***** Excerpt

I agree on the semantic point.

The job of technical writer is quite a talent to have, not anyone can
easily vulgarize concept and present them in a logical way. This is
pedagogy and quite hard to set up in a developer's brain.

However, on tutorial I think there is a flaw: most of the a time, just the
source code itsn't enough. If you want to test and play with it, you need
some other files (makefiles, crates declarations, ...) to have it running.
While it's good to have the code sample right on the screen, if I want to
take it and paste it to test its behavior, i have to deploy a large among
of work, to find similar compile samples and replace the files.

I would recommend to have some kind of "package" with makefile and source
code easily accessible, described early in the tutorial. Not completly
described, but it basically say: "don't try (yet) to understand what all
these Makefile and lib.rs and other stuff do, just edit the "sample.rs file
and type "make".

**********
***** Dataset

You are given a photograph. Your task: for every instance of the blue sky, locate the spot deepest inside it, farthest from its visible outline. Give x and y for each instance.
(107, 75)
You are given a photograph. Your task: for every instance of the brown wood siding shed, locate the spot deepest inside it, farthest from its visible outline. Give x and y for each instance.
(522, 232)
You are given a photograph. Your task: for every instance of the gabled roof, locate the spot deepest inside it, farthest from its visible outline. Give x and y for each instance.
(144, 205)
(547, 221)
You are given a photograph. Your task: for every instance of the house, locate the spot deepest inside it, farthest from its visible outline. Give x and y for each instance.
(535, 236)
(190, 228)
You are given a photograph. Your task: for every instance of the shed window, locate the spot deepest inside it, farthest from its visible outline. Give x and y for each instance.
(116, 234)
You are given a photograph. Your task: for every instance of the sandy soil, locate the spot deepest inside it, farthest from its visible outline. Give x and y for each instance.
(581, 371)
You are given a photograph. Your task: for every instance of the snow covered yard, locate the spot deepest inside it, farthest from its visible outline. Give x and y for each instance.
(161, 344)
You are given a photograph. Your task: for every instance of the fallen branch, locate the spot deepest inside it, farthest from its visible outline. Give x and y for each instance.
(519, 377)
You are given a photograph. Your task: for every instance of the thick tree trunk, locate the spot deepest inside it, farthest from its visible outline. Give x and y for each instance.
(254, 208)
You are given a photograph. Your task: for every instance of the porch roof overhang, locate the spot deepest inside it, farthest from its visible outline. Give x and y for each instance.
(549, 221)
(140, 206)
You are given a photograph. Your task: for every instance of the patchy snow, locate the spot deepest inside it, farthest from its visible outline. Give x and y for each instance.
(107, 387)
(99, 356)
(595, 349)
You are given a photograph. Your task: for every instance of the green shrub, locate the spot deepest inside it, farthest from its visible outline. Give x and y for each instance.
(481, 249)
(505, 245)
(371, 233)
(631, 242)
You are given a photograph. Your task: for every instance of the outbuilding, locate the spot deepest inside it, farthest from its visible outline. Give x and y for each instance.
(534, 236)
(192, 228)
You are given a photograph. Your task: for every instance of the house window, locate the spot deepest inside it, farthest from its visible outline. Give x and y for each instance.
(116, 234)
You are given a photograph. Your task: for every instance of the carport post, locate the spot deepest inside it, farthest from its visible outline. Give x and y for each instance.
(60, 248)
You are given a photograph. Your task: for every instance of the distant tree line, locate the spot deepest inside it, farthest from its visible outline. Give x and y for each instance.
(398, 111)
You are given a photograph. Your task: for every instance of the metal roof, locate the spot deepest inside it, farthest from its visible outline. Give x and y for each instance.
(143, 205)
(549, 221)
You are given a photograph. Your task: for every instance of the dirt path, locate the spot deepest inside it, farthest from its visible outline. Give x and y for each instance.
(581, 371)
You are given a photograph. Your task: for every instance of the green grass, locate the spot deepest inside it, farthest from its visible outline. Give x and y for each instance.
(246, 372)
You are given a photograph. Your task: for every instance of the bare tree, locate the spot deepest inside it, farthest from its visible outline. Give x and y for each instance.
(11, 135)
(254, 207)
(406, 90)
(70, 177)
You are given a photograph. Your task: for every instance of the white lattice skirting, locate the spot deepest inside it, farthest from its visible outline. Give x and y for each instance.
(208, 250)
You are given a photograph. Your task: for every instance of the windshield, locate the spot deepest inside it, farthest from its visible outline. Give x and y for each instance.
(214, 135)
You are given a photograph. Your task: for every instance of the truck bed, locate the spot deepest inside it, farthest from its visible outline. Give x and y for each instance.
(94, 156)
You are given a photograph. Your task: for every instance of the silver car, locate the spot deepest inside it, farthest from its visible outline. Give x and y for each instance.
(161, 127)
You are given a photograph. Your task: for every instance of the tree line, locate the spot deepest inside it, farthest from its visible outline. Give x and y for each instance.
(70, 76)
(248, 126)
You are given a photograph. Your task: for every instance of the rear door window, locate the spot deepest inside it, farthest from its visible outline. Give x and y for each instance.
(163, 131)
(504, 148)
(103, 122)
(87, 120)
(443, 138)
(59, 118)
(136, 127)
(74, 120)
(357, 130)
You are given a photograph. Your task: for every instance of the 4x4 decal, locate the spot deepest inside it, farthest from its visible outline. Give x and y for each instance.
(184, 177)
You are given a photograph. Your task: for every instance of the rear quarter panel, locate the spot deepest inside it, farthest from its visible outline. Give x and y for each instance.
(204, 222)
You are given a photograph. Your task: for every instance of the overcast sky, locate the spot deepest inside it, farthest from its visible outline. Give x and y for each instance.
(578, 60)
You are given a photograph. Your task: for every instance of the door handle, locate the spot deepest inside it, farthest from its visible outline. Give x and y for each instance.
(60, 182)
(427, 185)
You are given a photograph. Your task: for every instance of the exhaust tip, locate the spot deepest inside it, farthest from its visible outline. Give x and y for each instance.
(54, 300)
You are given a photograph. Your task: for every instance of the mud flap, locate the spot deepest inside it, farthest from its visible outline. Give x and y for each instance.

**********

Given task -
Please extend the comment about technical writing and tutorials, carrying it on from its last sentence.

Answer for this exercise -
I would love to have this package automatized and freely available on each
source code trace in the tutorial.

-----
Gaetan



2013/11/15 Daniel Glazman <[email protected]>

> On 15/11/13 15:59, Daniel Micay wrote:
>
> > It's gets across most of the information, but it doesn't have a very
> > compelling flow of examples. It teaches how to use language features
> > rather than walking through building something with those features.
> >
> > For example, the sections on owned boxes and borrowed pointers could
> > be done by walking through the implementation of a singly-linked list.
> > It's incredibly hard to actually do this without using too many
> > features before they've been introduced.
>
> Exactly my point.
>
> Marijn (hey Marijn!!!), nobody "hates" your tutorial. It's an excellent
> document, but made for programming language specialists with an already
> quite advanced level. My comment was an optimization comment only:
> tweaking a bit the way examples are chosen and designed, and explaining
> better some complex vocabularies, it will attract more people to Rust
> and will help smoothing the learning curve. That's all.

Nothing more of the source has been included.